→ **Task**: Reproduce everything from the start of the items down through the line containing "box: [236, 27, 640, 939]", including both ends, and omit the pictures from your answer.

→ **Data section**:
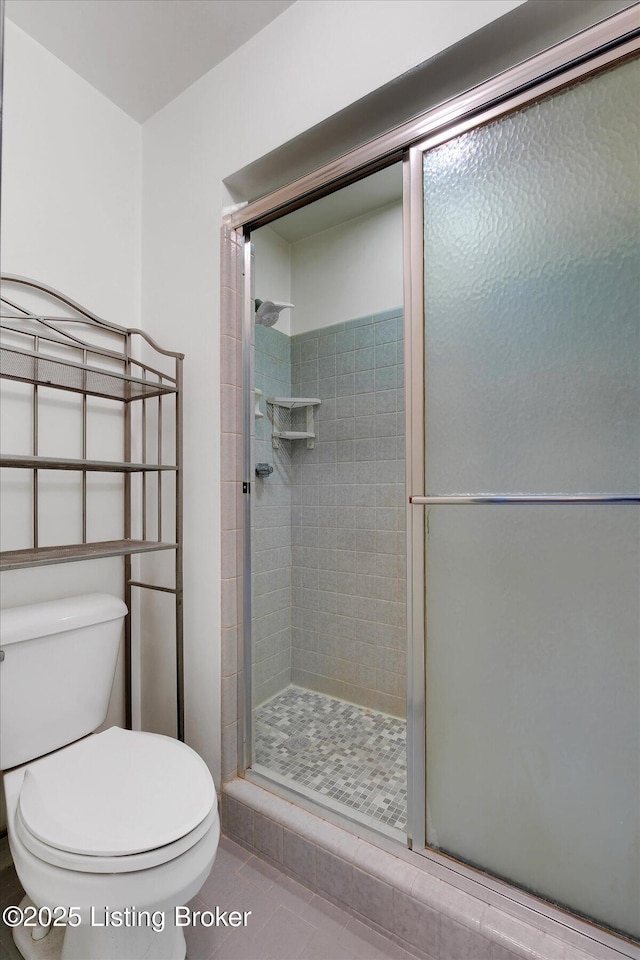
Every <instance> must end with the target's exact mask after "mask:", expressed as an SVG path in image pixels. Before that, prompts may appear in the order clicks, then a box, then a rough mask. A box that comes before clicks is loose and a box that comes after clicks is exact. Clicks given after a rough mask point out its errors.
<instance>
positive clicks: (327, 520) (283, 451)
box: [236, 27, 640, 939]
mask: <svg viewBox="0 0 640 960" xmlns="http://www.w3.org/2000/svg"><path fill="white" fill-rule="evenodd" d="M598 29H599V30H600V33H598V34H597V37H596V39H598V42H597V43H595V42H594V40H593V38H591V39H590V40H587V39H582V40H580V43H582V44H583V46H582V47H580V45H579V43H578V40H577V39H576V38H574V39H575V43H574V46H573V47H571V48H570V50H569V51H568V52H567V51H566V50H565V51H559V50H556V49H555V48H554V51H552V52H550V53H549V54H548V55H541V58H542V59H541V60H540V62H537V63H535V64H533V65H532V66H530V67H529V68H528V69H529V70H530V72H531V75H530V76H529V79H528V81H527V82H525V79H526V78H525V77H524V75H523V74H521V73H518V74H517V76H513V75H509V76H507V75H505V76H504V77H503V78H498V80H496V81H492V83H491V84H488V85H487V86H486V88H478V91H477V93H475V94H474V96H475V97H476V99H475V100H474V99H473V98H472V97H469V96H467V97H461V98H459V100H458V101H453V103H452V104H449V105H447V106H446V108H442V109H440V110H439V111H438V110H435V111H432V113H431V114H427V115H426V117H425V118H423V119H422V121H421V123H418V122H417V121H416V122H415V123H414V124H413V125H412V126H409V125H408V129H407V130H405V131H403V132H402V133H401V135H400V134H398V135H397V141H394V143H393V144H392V143H391V141H390V140H389V139H388V138H387V139H385V138H384V137H383V138H381V144H379V145H377V150H378V151H379V154H378V157H382V156H383V155H384V156H385V157H386V158H387V159H386V160H385V161H384V163H383V162H382V161H381V160H379V159H378V163H377V167H378V169H377V170H376V172H375V173H370V167H371V163H372V161H373V160H374V159H375V157H376V154H375V150H376V145H375V144H374V145H373V146H371V145H368V146H367V147H366V148H361V149H360V152H358V151H355V152H354V156H353V158H352V159H351V160H350V164H351V167H349V166H348V165H347V164H346V161H336V163H335V164H334V165H333V166H332V165H329V167H328V168H326V170H325V172H324V174H323V176H324V178H325V179H324V182H323V183H321V181H320V179H318V178H317V177H316V180H315V181H314V184H315V188H316V189H317V191H318V192H317V194H316V196H315V197H314V196H313V193H312V191H311V190H310V189H306V191H305V189H303V187H304V186H305V183H304V182H303V183H302V184H301V185H300V187H299V190H298V192H297V193H296V185H295V184H294V185H293V186H291V187H289V188H283V191H281V192H280V194H276V195H274V196H273V197H272V198H266V199H265V200H263V201H257V202H256V203H255V204H253V205H249V206H248V207H247V208H245V209H244V210H243V211H241V212H240V213H239V214H238V215H237V216H236V230H237V232H238V236H239V237H240V238H241V243H242V248H243V251H244V253H243V256H244V261H243V283H244V288H243V289H244V301H243V324H244V326H243V338H244V342H243V389H244V407H243V410H244V414H243V416H244V419H243V449H244V476H243V489H244V499H243V511H244V513H243V519H244V528H243V529H244V540H243V558H244V559H243V564H244V567H243V573H244V593H243V637H244V647H243V656H244V661H243V675H242V676H243V687H242V692H243V694H244V700H243V710H242V718H241V719H242V724H241V733H242V737H241V747H242V749H241V763H242V767H243V769H244V771H245V775H246V776H247V777H249V778H254V779H255V780H256V781H257V782H261V783H265V782H267V781H268V783H269V784H270V786H271V788H272V789H274V790H276V791H278V790H281V791H284V793H285V796H287V797H289V798H294V799H295V797H299V798H305V801H307V802H308V801H313V802H315V803H316V804H318V805H319V806H320V807H322V808H323V809H325V810H330V811H332V815H336V816H340V817H343V818H347V819H349V820H351V821H355V822H356V823H358V824H359V825H361V826H364V827H367V828H369V829H375V830H377V831H379V832H381V833H383V834H385V835H386V836H387V837H388V838H391V839H394V840H396V841H398V842H402V843H404V844H408V845H409V847H410V848H411V849H412V850H414V851H416V852H418V853H422V854H423V855H425V856H427V857H430V858H431V859H432V860H435V861H436V862H444V861H438V858H439V857H440V858H446V862H448V863H451V862H455V863H456V864H457V865H458V867H457V869H459V871H460V872H461V873H462V875H464V876H468V877H472V878H477V877H478V876H481V877H482V878H483V880H482V882H483V883H485V884H487V885H489V886H491V884H492V883H502V884H503V886H502V887H500V888H499V889H500V890H504V889H505V887H504V884H505V883H507V884H509V885H510V887H509V888H508V889H511V890H513V891H514V896H516V897H518V898H520V902H524V903H539V902H540V901H541V900H542V901H546V902H547V904H548V903H551V904H555V905H559V907H560V908H562V909H563V910H566V911H569V913H568V914H565V916H569V914H570V915H572V917H573V918H576V917H584V918H587V919H588V920H590V921H592V922H595V923H596V924H599V925H600V926H602V927H606V928H608V929H609V930H611V931H615V932H617V933H619V934H621V935H622V936H625V937H627V938H631V939H634V938H635V939H638V938H640V917H639V916H638V902H639V898H640V850H639V849H638V844H639V842H640V841H639V836H640V786H639V785H640V309H639V304H640V279H639V278H640V269H639V268H640V157H639V156H638V137H637V127H638V121H639V119H640V118H639V114H638V103H639V102H640V98H639V97H638V91H639V90H640V70H639V66H640V63H639V60H638V59H637V49H638V38H637V36H636V35H635V34H630V33H628V32H627V33H626V34H622V35H621V34H620V32H619V31H618V33H615V30H614V28H613V27H611V31H613V32H612V33H611V35H606V31H605V32H604V33H603V31H602V29H600V28H598ZM605 41H606V42H605ZM589 43H590V44H591V46H588V44H589ZM576 44H577V45H576ZM552 53H553V57H555V58H556V60H555V61H554V60H553V57H552ZM544 57H546V59H544ZM389 136H391V135H389ZM403 138H404V139H403ZM392 146H394V149H393V150H392V149H391V147H392ZM367 151H368V152H367ZM367 164H369V168H367ZM354 170H361V178H360V179H357V178H356V177H355V176H354ZM354 181H355V182H354ZM318 184H320V185H321V186H322V187H323V188H322V190H320V186H318ZM328 184H332V185H333V187H334V192H333V193H329V192H328V187H327V185H328ZM345 184H346V185H345ZM285 201H287V202H286V203H285ZM265 304H266V306H265ZM465 871H467V872H466V873H465ZM496 889H498V888H496ZM527 897H529V898H530V900H527V899H526V898H527ZM536 909H538V908H537V907H536ZM571 922H573V921H571ZM575 922H576V923H578V922H579V921H578V920H576V921H575Z"/></svg>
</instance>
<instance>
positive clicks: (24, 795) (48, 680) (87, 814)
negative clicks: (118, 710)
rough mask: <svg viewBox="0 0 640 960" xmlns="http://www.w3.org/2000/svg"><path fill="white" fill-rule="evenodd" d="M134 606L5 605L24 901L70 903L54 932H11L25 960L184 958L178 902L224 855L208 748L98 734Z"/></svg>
mask: <svg viewBox="0 0 640 960" xmlns="http://www.w3.org/2000/svg"><path fill="white" fill-rule="evenodd" d="M126 613H127V608H126V606H125V604H124V603H123V602H122V601H121V600H119V599H118V598H117V597H113V596H109V595H106V594H91V595H88V596H82V597H69V598H66V599H64V600H55V601H51V602H48V603H38V604H32V605H30V606H23V607H14V608H10V609H6V610H3V611H2V612H1V613H0V647H1V649H2V654H1V655H0V656H1V662H0V765H1V769H2V771H3V781H4V789H5V796H6V803H7V821H8V822H7V829H8V837H9V846H10V848H11V853H12V856H13V861H14V864H15V868H16V871H17V874H18V877H19V878H20V882H21V883H22V886H23V888H24V890H25V892H26V894H27V898H26V899H25V901H23V904H22V907H23V908H24V907H25V906H28V905H29V903H31V904H33V905H34V906H35V907H36V908H49V910H51V911H52V912H53V915H54V919H55V918H56V917H57V916H59V915H61V914H62V912H63V911H62V909H58V910H56V909H55V908H65V909H68V908H73V910H72V911H71V913H70V914H69V915H68V922H67V923H66V925H65V926H55V925H54V926H52V927H51V928H50V929H49V930H48V931H47V927H46V920H47V919H48V911H47V910H46V909H45V910H40V915H39V918H40V919H41V920H44V921H45V926H44V927H39V926H36V927H33V928H27V927H20V928H17V929H16V930H15V931H14V939H15V942H16V944H17V946H18V949H19V950H20V952H21V953H22V955H23V956H24V957H25V958H26V960H32V958H33V960H35V958H41V957H42V958H43V957H46V958H47V960H57V958H58V957H60V958H61V960H142V958H145V960H184V957H185V952H186V947H185V938H184V932H183V930H184V923H185V911H180V921H179V922H178V923H176V907H181V906H183V905H184V904H186V903H187V902H188V901H189V900H190V899H191V898H192V897H193V896H195V894H196V893H198V891H199V890H200V888H201V887H202V885H203V883H204V881H205V880H206V878H207V876H208V875H209V872H210V870H211V867H212V866H213V862H214V859H215V856H216V851H217V847H218V840H219V837H220V820H219V817H218V808H217V798H216V791H215V786H214V783H213V780H212V778H211V774H210V773H209V770H208V768H207V766H206V764H205V763H204V761H203V760H202V759H201V758H200V757H199V756H198V754H197V753H195V751H193V750H192V749H191V748H190V747H188V746H186V745H185V744H184V743H181V742H180V741H178V740H174V739H172V738H171V737H164V736H161V735H159V734H152V733H141V732H137V731H131V730H123V729H121V728H119V727H111V728H110V729H108V730H104V731H103V732H101V733H94V731H95V730H96V729H97V728H98V727H99V726H100V725H101V724H102V723H103V722H104V719H105V717H106V714H107V708H108V704H109V697H110V693H111V686H112V683H113V678H114V674H115V668H116V661H117V657H118V650H119V646H120V638H121V634H122V623H123V619H124V617H125V615H126ZM32 912H35V911H32ZM78 918H79V919H78ZM187 920H188V917H187Z"/></svg>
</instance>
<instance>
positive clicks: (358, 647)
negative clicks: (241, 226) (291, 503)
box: [290, 309, 406, 717]
mask: <svg viewBox="0 0 640 960" xmlns="http://www.w3.org/2000/svg"><path fill="white" fill-rule="evenodd" d="M291 384H292V391H293V394H294V395H296V396H308V397H319V398H320V399H321V400H322V404H321V406H320V407H319V410H318V424H317V439H316V444H315V448H314V449H313V450H308V449H307V447H306V444H303V443H301V442H298V443H291V445H290V446H291V448H292V450H291V464H292V473H291V479H292V487H291V496H292V507H291V537H292V540H291V543H292V636H291V641H292V650H291V656H292V661H291V681H292V682H293V683H295V684H298V685H299V686H302V687H306V688H309V689H311V690H317V691H319V692H321V693H327V694H331V695H332V696H337V697H341V698H342V699H344V700H348V701H350V702H352V703H356V704H360V705H362V706H365V707H370V708H372V709H375V710H381V711H384V712H385V713H389V714H392V715H394V716H399V717H403V716H404V715H405V675H406V663H405V660H406V657H405V643H406V639H405V638H406V632H405V623H406V607H405V589H406V572H405V512H404V494H405V490H404V455H405V454H404V434H405V425H404V342H403V317H402V311H401V309H395V310H389V311H385V312H384V313H378V314H375V315H373V316H369V317H362V318H359V319H356V320H351V321H348V322H346V323H341V324H336V325H335V326H330V327H325V328H322V329H321V330H318V331H314V332H311V333H305V334H298V335H294V336H293V337H291Z"/></svg>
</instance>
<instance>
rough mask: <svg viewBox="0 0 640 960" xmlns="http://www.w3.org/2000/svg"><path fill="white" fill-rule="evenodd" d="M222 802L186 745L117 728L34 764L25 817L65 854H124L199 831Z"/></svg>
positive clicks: (25, 783)
mask: <svg viewBox="0 0 640 960" xmlns="http://www.w3.org/2000/svg"><path fill="white" fill-rule="evenodd" d="M215 802H216V794H215V787H214V784H213V780H212V779H211V774H210V773H209V770H208V769H207V766H206V764H205V763H204V761H203V760H202V759H201V758H200V757H199V756H198V754H197V753H195V751H193V750H191V748H190V747H187V746H186V745H185V744H184V743H181V742H180V741H179V740H173V739H171V738H170V737H163V736H159V735H157V734H150V733H138V732H134V731H131V730H121V729H120V728H119V727H111V729H109V730H105V731H104V733H99V734H96V735H95V736H93V737H88V738H87V739H85V740H81V741H79V742H78V743H75V744H73V745H72V746H70V747H66V748H65V749H64V750H60V751H58V752H57V753H54V754H51V755H50V756H48V757H45V758H43V759H42V760H38V761H36V762H35V763H32V764H29V766H28V768H27V770H26V771H25V776H24V781H23V785H22V789H21V791H20V799H19V805H20V815H21V817H22V820H23V822H24V824H25V826H26V827H27V828H28V830H30V831H31V833H32V834H33V835H34V836H35V837H37V838H38V839H39V840H42V841H43V842H44V843H47V844H49V845H50V846H52V847H57V848H58V849H59V850H67V851H69V852H71V853H80V854H84V855H86V856H96V857H117V856H127V855H130V854H135V853H141V852H143V851H146V850H153V849H155V848H156V847H161V846H164V845H165V844H168V843H172V842H173V841H175V840H177V839H179V838H180V837H184V836H185V835H186V834H187V833H189V832H190V831H192V830H194V829H195V827H197V826H198V824H199V823H201V822H202V821H203V820H204V819H205V817H206V816H207V815H208V814H209V812H210V811H211V808H212V807H213V805H214V804H215Z"/></svg>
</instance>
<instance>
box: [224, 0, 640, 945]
mask: <svg viewBox="0 0 640 960" xmlns="http://www.w3.org/2000/svg"><path fill="white" fill-rule="evenodd" d="M639 11H640V5H639V4H634V5H633V6H632V7H630V8H627V9H625V10H622V11H621V12H619V13H617V14H615V15H613V16H611V17H608V18H607V19H606V20H603V21H602V22H600V23H598V24H596V25H594V26H592V27H589V28H587V29H586V30H583V31H581V32H580V33H578V34H576V35H575V36H573V37H570V38H568V39H567V40H565V41H563V42H561V43H558V44H556V45H555V46H553V47H551V48H549V49H547V50H544V51H542V52H541V53H539V54H537V55H536V56H533V57H531V58H530V59H528V60H526V61H524V62H523V63H520V64H518V65H517V66H514V67H512V68H510V69H507V70H506V71H503V72H501V73H500V74H499V75H497V76H495V77H494V78H492V79H490V80H488V81H486V82H484V83H482V84H480V85H479V86H477V87H475V88H473V89H472V90H470V91H467V92H466V93H463V94H461V95H459V96H456V97H454V98H453V99H452V100H450V101H448V102H447V103H445V104H443V105H441V106H438V107H436V108H434V109H432V110H429V111H427V112H426V113H425V114H423V115H422V116H420V117H417V118H415V119H413V120H411V121H408V122H406V123H404V124H402V125H400V126H399V127H397V128H395V129H394V130H391V131H390V132H388V133H386V134H384V135H382V136H380V137H378V138H376V139H375V140H372V141H370V142H369V143H367V144H365V145H363V146H361V147H358V148H356V149H355V150H352V151H350V152H349V153H347V154H345V155H344V156H342V157H338V158H337V159H336V160H334V161H331V162H329V163H327V164H325V165H324V166H323V167H321V168H319V169H317V170H315V171H313V172H312V173H310V174H308V175H306V176H304V177H301V178H300V179H298V180H295V181H293V182H291V183H289V184H287V185H286V186H283V187H281V188H280V189H278V190H275V191H274V192H272V193H271V194H269V195H267V196H265V197H262V198H260V199H258V200H256V201H253V202H250V203H248V204H247V205H246V206H244V207H242V208H241V209H239V210H237V211H235V212H234V213H232V214H231V215H230V216H229V217H228V219H227V220H226V224H227V228H228V229H230V230H231V231H233V232H234V233H235V236H236V239H237V243H238V244H239V245H244V253H243V256H242V272H243V296H242V316H243V320H242V329H243V363H242V368H243V380H244V382H243V408H244V414H243V426H244V438H243V447H244V450H243V452H244V469H243V476H242V486H243V492H244V493H245V497H244V510H243V521H244V560H243V570H242V574H243V596H242V618H243V622H242V624H241V640H240V648H239V654H240V656H241V661H242V664H243V670H244V677H243V682H242V683H241V684H240V685H239V691H238V692H239V711H238V719H239V724H238V726H239V730H238V734H239V735H238V768H239V771H240V773H241V775H244V771H246V770H247V768H250V767H251V762H252V742H251V740H252V738H251V720H252V717H251V712H252V711H251V606H252V604H251V496H250V492H251V486H252V482H253V469H252V466H253V460H252V456H251V452H252V451H251V429H252V422H253V412H254V407H253V404H252V398H251V382H252V381H251V376H252V366H253V363H252V335H251V331H252V317H253V292H252V273H253V271H252V263H251V259H252V258H251V243H250V234H251V230H252V229H256V228H258V227H261V226H265V225H267V224H268V223H270V222H272V221H274V220H277V219H279V218H280V217H282V216H284V215H285V214H287V213H290V212H292V211H293V210H296V209H299V208H300V207H303V206H305V205H307V204H308V203H311V202H313V201H314V200H316V199H319V198H320V197H322V196H326V195H327V194H329V193H332V192H334V191H337V190H339V189H340V188H341V187H343V186H345V185H347V184H348V183H352V182H355V181H357V180H360V179H364V178H365V177H367V176H368V175H369V174H371V173H373V172H374V171H376V170H380V169H382V168H384V167H386V166H389V165H391V164H392V163H395V162H397V161H398V160H400V159H402V160H403V162H404V190H403V206H404V214H403V217H404V263H405V266H404V273H405V303H404V306H405V369H406V372H407V378H406V386H405V394H406V404H405V406H406V438H407V454H406V481H407V482H406V503H407V506H429V505H447V504H452V505H453V504H462V505H464V504H494V505H497V506H499V505H500V504H543V503H544V504H549V505H552V504H576V505H587V504H593V505H598V504H614V503H617V504H636V503H640V495H637V494H627V493H624V494H613V493H603V494H579V495H573V496H563V495H559V494H558V495H555V494H549V495H540V496H536V495H520V494H503V495H498V494H478V495H473V494H464V495H463V494H456V495H452V496H445V495H422V494H414V491H418V490H424V469H425V457H424V454H425V449H424V441H425V438H424V422H423V416H424V395H423V384H424V377H423V374H424V370H423V364H424V339H423V338H424V332H423V331H424V299H423V296H422V266H423V264H422V226H423V224H422V216H423V207H422V190H421V177H420V170H421V157H422V151H423V150H424V149H425V147H426V146H427V144H428V145H429V146H435V145H436V144H438V143H442V142H445V141H446V140H450V139H453V138H454V137H457V136H458V135H459V134H460V133H462V132H464V131H465V130H467V129H470V128H472V127H476V126H478V125H480V124H483V123H486V122H488V121H489V120H491V119H493V118H495V117H497V116H500V115H503V114H505V113H508V112H511V111H515V110H517V109H519V108H521V107H522V106H524V105H525V104H527V103H530V102H532V101H535V100H538V99H540V98H541V97H544V96H547V95H550V94H551V93H554V92H556V91H558V90H560V89H562V88H563V87H566V86H568V85H570V84H573V83H576V82H578V81H580V80H582V79H583V78H585V77H587V76H589V75H590V74H594V73H596V72H599V71H601V70H604V69H605V68H607V67H609V66H611V65H612V64H614V63H616V62H619V61H621V60H622V59H625V58H627V57H631V56H634V55H636V54H637V53H638V51H639V50H640V20H639V17H638V14H639ZM236 266H237V264H236V263H234V264H233V269H234V270H235V269H236ZM407 535H408V536H407V555H408V563H409V575H408V579H407V619H408V624H407V632H408V663H407V665H408V671H407V673H408V686H407V755H408V829H407V838H408V846H409V848H410V849H412V850H413V851H414V852H415V853H420V854H422V855H423V856H424V857H425V858H427V859H430V860H432V861H434V862H435V863H437V864H439V865H440V866H441V867H445V868H446V869H447V870H453V871H454V872H455V873H457V874H458V875H459V876H460V878H461V881H462V886H463V887H464V886H465V884H466V885H468V884H470V885H471V887H472V888H473V887H475V886H476V885H477V884H480V885H481V886H482V887H483V888H489V889H491V890H493V891H495V893H496V894H497V896H498V897H499V898H506V900H508V901H514V902H516V903H519V904H523V905H525V906H526V907H527V908H529V909H532V910H533V911H534V912H536V913H539V914H543V915H545V916H548V917H552V918H553V919H554V920H559V922H560V923H563V924H564V925H566V926H568V927H570V928H572V929H575V930H579V931H581V932H582V933H585V932H588V933H590V935H591V936H593V935H594V932H595V931H596V930H597V935H598V937H599V938H600V939H599V942H601V943H608V944H609V945H611V946H614V947H615V946H616V945H617V946H618V948H619V945H620V940H619V938H618V937H617V936H615V935H612V934H611V933H610V932H609V931H606V930H603V929H602V928H600V927H597V928H594V926H593V925H592V924H591V923H589V922H588V921H584V920H581V919H580V918H578V917H576V916H575V915H574V914H567V913H566V912H564V911H562V910H560V909H556V908H553V907H552V906H551V904H549V903H548V902H547V901H543V900H540V899H538V898H537V897H535V896H532V895H529V894H527V893H525V892H524V891H522V890H520V889H518V888H517V887H514V886H511V885H510V884H506V883H505V882H504V881H500V880H497V879H496V878H494V877H490V876H488V875H486V874H484V873H482V872H481V871H479V870H478V869H474V868H472V867H469V866H467V865H466V864H464V863H463V862H461V861H457V860H456V861H452V860H451V858H449V857H447V856H445V855H442V854H439V853H438V852H436V851H434V850H431V849H429V848H428V847H426V843H425V841H426V822H425V797H426V791H425V752H424V751H425V745H426V736H425V722H426V715H425V622H424V619H425V617H424V514H423V513H422V512H421V511H419V510H411V509H408V510H407ZM249 778H250V779H251V774H250V772H249ZM260 779H263V780H264V781H267V780H268V778H267V777H266V776H263V777H260ZM273 786H274V792H276V793H278V792H280V791H279V790H278V785H277V783H273ZM289 790H291V788H289ZM286 792H289V791H286ZM289 799H291V798H290V797H289ZM318 806H319V807H320V806H322V804H321V801H320V800H318Z"/></svg>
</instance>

→ **Written solution**:
Every <instance> must end with the target's exact mask after "mask:", expressed as an SVG path in image pixels. Before that, prompts may appear in the order clicks, then a box, then a rough mask. A box that comes before clicks is loose and a box that comes after clicks is exact. Clicks given after a rough mask point out its errors.
<instance>
positive clicks: (327, 520) (283, 451)
box: [236, 27, 640, 939]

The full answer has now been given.